**Task goal**
Extract each line of the items below that contains the string "outlines".

[Shape labeling records]

-*-

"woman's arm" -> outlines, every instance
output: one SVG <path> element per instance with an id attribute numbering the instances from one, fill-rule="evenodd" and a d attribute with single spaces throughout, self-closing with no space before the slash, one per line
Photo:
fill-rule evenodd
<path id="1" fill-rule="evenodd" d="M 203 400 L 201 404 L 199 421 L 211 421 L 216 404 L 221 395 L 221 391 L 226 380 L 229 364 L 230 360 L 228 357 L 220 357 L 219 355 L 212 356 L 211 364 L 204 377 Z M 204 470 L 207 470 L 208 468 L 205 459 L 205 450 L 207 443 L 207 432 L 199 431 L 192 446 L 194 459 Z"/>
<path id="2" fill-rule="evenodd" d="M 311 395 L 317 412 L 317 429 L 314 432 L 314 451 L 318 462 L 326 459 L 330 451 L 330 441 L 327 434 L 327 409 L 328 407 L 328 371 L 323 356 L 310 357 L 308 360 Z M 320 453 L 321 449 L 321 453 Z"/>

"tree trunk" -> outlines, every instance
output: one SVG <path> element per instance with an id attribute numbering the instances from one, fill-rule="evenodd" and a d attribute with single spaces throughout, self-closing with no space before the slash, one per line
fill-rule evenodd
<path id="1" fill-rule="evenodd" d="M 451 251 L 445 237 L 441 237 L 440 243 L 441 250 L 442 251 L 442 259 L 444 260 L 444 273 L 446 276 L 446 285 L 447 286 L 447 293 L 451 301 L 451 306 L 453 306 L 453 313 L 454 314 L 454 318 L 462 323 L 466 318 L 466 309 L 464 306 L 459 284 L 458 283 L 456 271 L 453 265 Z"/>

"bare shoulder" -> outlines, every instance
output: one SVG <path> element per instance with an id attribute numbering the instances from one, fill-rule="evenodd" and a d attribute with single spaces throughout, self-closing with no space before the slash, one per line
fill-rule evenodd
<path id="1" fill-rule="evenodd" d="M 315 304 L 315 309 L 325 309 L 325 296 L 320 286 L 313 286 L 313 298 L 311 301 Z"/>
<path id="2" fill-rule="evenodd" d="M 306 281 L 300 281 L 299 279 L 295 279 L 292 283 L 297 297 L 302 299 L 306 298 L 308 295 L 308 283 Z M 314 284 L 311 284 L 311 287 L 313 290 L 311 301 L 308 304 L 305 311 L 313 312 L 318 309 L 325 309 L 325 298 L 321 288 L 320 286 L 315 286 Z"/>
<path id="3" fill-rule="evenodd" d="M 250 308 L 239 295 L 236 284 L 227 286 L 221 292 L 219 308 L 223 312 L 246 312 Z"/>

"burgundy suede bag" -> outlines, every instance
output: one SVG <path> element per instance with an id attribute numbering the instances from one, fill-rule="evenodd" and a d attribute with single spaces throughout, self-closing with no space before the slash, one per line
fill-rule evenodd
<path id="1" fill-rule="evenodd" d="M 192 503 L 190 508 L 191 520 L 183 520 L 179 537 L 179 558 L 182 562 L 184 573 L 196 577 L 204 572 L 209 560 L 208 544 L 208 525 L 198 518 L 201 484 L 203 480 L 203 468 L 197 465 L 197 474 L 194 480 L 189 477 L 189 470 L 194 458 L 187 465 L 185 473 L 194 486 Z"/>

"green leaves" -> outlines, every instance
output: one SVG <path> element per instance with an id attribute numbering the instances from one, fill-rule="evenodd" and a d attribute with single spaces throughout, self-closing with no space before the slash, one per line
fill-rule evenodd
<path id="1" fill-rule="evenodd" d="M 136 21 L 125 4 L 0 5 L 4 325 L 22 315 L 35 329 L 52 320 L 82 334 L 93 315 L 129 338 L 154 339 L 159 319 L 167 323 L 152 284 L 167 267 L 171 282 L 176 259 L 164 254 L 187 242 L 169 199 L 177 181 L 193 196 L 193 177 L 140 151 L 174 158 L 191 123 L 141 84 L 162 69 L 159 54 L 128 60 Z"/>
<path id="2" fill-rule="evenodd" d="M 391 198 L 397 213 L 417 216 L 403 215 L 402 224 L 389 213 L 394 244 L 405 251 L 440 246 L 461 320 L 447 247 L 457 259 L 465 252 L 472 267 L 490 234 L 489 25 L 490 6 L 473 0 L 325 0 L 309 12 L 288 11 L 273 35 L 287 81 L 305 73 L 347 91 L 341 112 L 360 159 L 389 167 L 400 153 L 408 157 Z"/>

-*-

**Exercise output**
"woman's arm" -> outlines, every instance
"tree trunk" -> outlines, every instance
"bare shoulder" -> outlines, every instance
"burgundy suede bag" -> outlines, every instance
"green leaves" -> outlines, every instance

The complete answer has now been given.